Pointing dataset excerpts
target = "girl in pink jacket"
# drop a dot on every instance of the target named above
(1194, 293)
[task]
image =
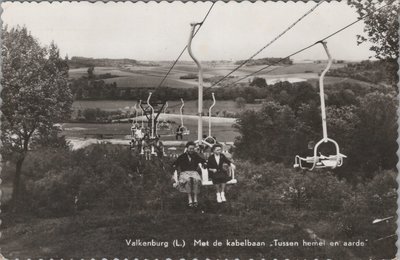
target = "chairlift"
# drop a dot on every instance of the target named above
(204, 172)
(136, 132)
(318, 160)
(164, 125)
(152, 137)
(182, 129)
(210, 140)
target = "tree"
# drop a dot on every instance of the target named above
(382, 29)
(240, 102)
(35, 95)
(259, 82)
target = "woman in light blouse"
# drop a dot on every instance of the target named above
(218, 167)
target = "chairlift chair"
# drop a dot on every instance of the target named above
(204, 172)
(210, 140)
(164, 124)
(183, 129)
(319, 160)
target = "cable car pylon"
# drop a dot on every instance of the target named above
(200, 96)
(319, 160)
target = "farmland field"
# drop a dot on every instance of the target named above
(151, 76)
(223, 130)
(173, 106)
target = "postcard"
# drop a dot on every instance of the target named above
(199, 130)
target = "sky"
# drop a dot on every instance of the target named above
(159, 31)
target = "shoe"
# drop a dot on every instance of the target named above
(223, 199)
(219, 200)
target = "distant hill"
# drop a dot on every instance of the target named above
(267, 61)
(80, 62)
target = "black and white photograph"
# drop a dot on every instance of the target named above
(199, 130)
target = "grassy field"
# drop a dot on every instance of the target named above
(173, 106)
(151, 76)
(224, 132)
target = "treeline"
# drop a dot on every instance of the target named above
(81, 62)
(368, 71)
(267, 61)
(366, 132)
(59, 182)
(284, 92)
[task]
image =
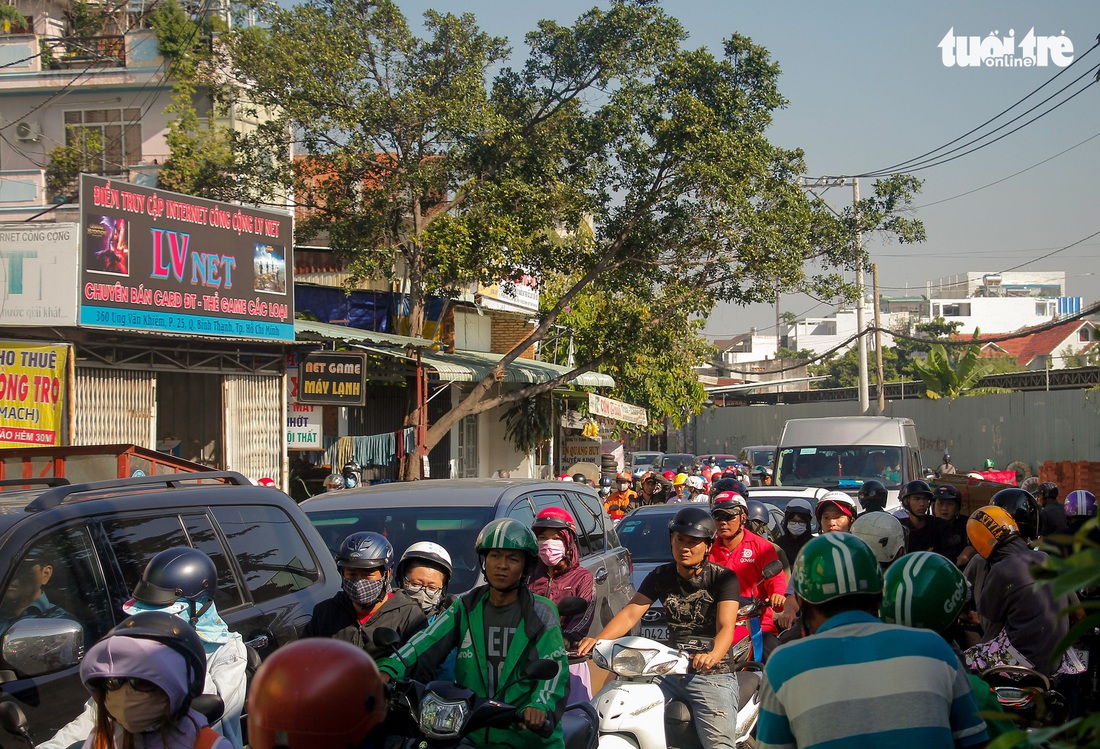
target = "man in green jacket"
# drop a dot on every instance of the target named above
(498, 629)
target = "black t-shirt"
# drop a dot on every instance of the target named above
(691, 606)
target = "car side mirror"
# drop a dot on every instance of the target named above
(33, 647)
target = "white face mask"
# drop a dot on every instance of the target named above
(796, 528)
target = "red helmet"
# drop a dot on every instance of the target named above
(554, 517)
(315, 694)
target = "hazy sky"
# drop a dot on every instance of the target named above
(868, 89)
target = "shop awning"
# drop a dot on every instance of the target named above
(472, 366)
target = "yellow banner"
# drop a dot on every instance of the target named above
(32, 394)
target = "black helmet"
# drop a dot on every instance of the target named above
(178, 573)
(1023, 508)
(872, 496)
(365, 550)
(946, 492)
(694, 521)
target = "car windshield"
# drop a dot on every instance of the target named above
(647, 537)
(454, 528)
(843, 466)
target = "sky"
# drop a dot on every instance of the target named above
(868, 88)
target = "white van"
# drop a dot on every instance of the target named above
(842, 452)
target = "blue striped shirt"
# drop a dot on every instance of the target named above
(860, 683)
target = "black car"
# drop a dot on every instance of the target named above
(85, 547)
(452, 511)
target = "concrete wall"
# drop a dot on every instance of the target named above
(1033, 426)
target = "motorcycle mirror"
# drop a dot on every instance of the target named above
(542, 669)
(772, 569)
(572, 605)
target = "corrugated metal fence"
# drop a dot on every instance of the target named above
(1031, 427)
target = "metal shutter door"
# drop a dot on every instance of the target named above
(254, 425)
(116, 407)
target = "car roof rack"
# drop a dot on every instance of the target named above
(55, 496)
(48, 481)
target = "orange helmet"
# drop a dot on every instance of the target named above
(315, 694)
(989, 527)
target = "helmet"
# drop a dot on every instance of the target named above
(1023, 508)
(315, 693)
(554, 517)
(694, 521)
(924, 590)
(113, 657)
(835, 565)
(1080, 504)
(507, 533)
(883, 533)
(989, 527)
(427, 552)
(1047, 491)
(839, 499)
(365, 550)
(872, 495)
(947, 493)
(177, 573)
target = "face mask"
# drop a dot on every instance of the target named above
(428, 599)
(796, 528)
(365, 592)
(138, 712)
(551, 552)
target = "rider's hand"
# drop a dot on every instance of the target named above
(704, 661)
(534, 718)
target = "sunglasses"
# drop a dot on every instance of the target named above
(112, 684)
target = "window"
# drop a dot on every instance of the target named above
(58, 577)
(118, 131)
(268, 547)
(205, 539)
(134, 542)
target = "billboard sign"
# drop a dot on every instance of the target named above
(32, 394)
(163, 262)
(39, 273)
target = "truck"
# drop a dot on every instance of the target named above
(842, 452)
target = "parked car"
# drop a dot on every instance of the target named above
(97, 539)
(452, 511)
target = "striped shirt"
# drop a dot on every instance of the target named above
(859, 683)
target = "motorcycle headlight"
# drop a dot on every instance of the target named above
(442, 718)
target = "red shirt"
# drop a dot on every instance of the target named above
(748, 560)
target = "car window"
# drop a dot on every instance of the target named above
(204, 538)
(590, 519)
(58, 577)
(270, 549)
(455, 528)
(135, 541)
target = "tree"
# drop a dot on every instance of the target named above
(421, 169)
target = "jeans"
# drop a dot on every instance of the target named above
(713, 701)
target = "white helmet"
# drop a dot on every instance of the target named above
(883, 533)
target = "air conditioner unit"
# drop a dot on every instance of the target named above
(28, 131)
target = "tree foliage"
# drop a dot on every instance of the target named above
(437, 163)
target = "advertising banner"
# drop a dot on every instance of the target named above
(304, 422)
(336, 378)
(32, 394)
(169, 263)
(39, 273)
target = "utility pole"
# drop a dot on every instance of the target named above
(878, 341)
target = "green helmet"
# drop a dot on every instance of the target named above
(507, 533)
(924, 590)
(834, 565)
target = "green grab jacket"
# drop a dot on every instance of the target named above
(462, 626)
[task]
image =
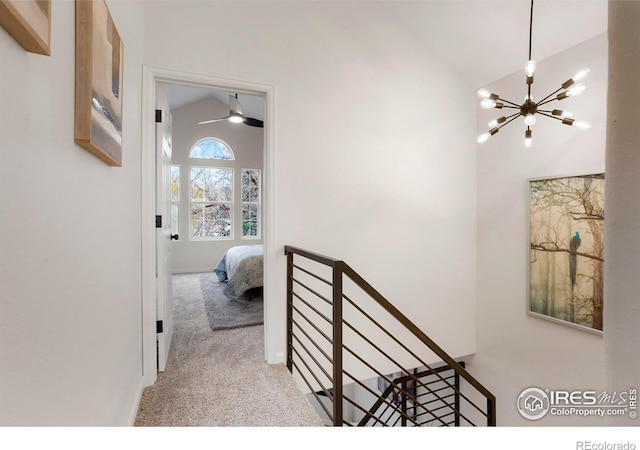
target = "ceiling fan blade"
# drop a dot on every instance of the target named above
(253, 122)
(234, 105)
(213, 120)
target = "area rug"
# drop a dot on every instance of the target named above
(224, 313)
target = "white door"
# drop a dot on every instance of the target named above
(163, 231)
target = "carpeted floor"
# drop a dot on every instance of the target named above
(219, 378)
(224, 313)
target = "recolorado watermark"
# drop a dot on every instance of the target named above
(535, 403)
(588, 445)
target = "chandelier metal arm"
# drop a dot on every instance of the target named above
(530, 108)
(510, 119)
(543, 101)
(544, 113)
(511, 103)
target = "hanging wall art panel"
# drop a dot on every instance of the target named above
(99, 75)
(566, 250)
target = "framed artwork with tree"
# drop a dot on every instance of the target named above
(566, 250)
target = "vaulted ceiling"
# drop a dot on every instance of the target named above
(483, 40)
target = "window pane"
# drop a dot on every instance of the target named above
(250, 185)
(175, 209)
(250, 220)
(175, 183)
(210, 220)
(211, 184)
(211, 149)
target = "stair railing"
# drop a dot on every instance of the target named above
(356, 371)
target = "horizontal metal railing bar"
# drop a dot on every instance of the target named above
(313, 341)
(384, 330)
(364, 285)
(434, 400)
(389, 403)
(382, 396)
(315, 327)
(295, 352)
(299, 311)
(306, 350)
(320, 402)
(433, 372)
(391, 382)
(326, 300)
(343, 269)
(326, 260)
(396, 363)
(444, 418)
(308, 272)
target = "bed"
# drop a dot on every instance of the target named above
(242, 269)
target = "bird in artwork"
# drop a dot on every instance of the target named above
(573, 258)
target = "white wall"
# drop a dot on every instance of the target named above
(516, 351)
(374, 145)
(247, 144)
(623, 191)
(70, 327)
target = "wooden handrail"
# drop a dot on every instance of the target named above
(341, 268)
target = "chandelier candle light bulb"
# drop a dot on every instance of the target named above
(529, 109)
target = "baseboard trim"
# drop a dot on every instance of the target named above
(136, 405)
(193, 270)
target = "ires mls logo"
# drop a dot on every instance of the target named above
(534, 403)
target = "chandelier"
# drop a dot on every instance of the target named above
(531, 108)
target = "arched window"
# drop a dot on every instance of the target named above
(211, 148)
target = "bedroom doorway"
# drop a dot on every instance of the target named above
(195, 85)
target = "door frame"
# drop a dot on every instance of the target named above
(150, 76)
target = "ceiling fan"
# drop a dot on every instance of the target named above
(236, 115)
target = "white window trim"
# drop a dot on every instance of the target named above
(211, 138)
(230, 203)
(177, 202)
(258, 203)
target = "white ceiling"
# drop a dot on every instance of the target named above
(484, 40)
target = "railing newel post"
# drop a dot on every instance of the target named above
(289, 310)
(338, 416)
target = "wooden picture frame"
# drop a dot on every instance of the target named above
(99, 82)
(29, 22)
(566, 251)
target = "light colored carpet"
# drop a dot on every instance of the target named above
(219, 378)
(224, 312)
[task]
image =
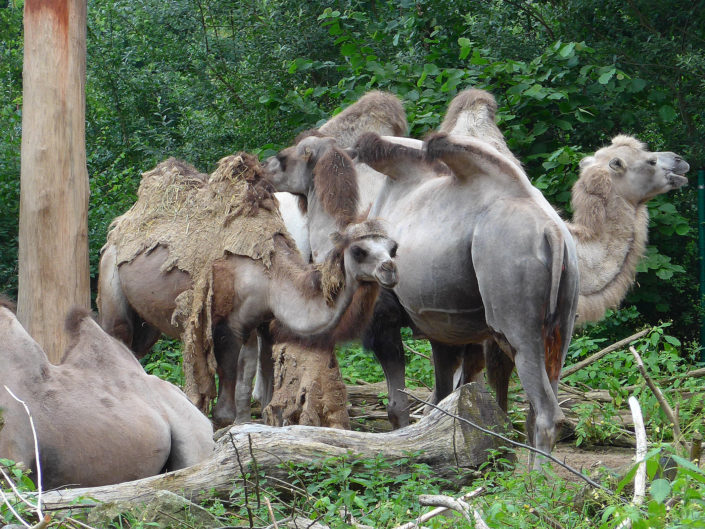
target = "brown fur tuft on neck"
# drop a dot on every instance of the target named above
(335, 182)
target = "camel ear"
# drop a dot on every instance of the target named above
(588, 160)
(598, 182)
(337, 238)
(617, 165)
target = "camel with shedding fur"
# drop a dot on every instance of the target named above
(306, 300)
(100, 419)
(455, 284)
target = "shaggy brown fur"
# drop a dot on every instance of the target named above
(376, 111)
(439, 146)
(472, 113)
(372, 149)
(335, 182)
(328, 279)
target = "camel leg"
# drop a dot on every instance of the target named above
(383, 337)
(545, 414)
(246, 368)
(265, 374)
(226, 347)
(499, 371)
(447, 359)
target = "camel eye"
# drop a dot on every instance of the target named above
(358, 253)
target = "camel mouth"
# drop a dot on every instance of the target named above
(387, 275)
(677, 180)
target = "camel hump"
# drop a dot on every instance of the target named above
(74, 319)
(373, 150)
(7, 303)
(475, 101)
(376, 111)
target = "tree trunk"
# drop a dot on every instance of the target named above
(53, 231)
(438, 440)
(308, 389)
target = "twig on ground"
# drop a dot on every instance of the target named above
(677, 439)
(640, 476)
(43, 520)
(435, 512)
(271, 513)
(414, 351)
(520, 445)
(448, 503)
(696, 447)
(244, 481)
(594, 358)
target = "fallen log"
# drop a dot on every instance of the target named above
(448, 446)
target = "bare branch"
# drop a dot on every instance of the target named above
(594, 358)
(515, 443)
(677, 439)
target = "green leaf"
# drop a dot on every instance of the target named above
(660, 489)
(605, 77)
(667, 113)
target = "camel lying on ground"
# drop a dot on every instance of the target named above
(311, 302)
(456, 283)
(100, 419)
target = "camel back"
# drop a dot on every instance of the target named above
(200, 219)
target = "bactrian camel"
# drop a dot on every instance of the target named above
(308, 301)
(451, 205)
(472, 114)
(99, 418)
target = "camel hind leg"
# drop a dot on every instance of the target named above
(115, 315)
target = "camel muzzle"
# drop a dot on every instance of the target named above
(386, 274)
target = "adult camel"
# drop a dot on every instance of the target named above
(100, 419)
(139, 296)
(451, 206)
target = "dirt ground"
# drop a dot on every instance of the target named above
(586, 459)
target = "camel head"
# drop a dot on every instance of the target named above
(317, 164)
(368, 253)
(627, 169)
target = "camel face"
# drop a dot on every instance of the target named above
(292, 169)
(373, 260)
(639, 175)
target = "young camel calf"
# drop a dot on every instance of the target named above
(99, 418)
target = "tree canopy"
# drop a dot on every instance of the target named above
(199, 80)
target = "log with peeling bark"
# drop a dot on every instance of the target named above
(438, 440)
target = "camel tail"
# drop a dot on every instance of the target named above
(555, 331)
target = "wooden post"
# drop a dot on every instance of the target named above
(53, 231)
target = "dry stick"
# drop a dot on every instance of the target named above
(640, 477)
(244, 481)
(659, 396)
(516, 443)
(448, 503)
(607, 350)
(696, 447)
(435, 512)
(42, 518)
(415, 352)
(271, 513)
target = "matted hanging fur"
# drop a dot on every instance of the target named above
(200, 219)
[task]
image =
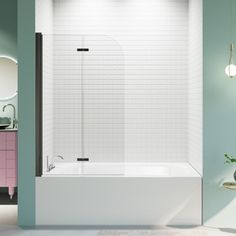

*STATED PROBLEM*. Which lines of the records contain the string "trim"? Return every such line, treating uppercase and lowercase as different.

*RESPONSE TO THE TASK*.
target = "baseboard trim"
target = "white window trim"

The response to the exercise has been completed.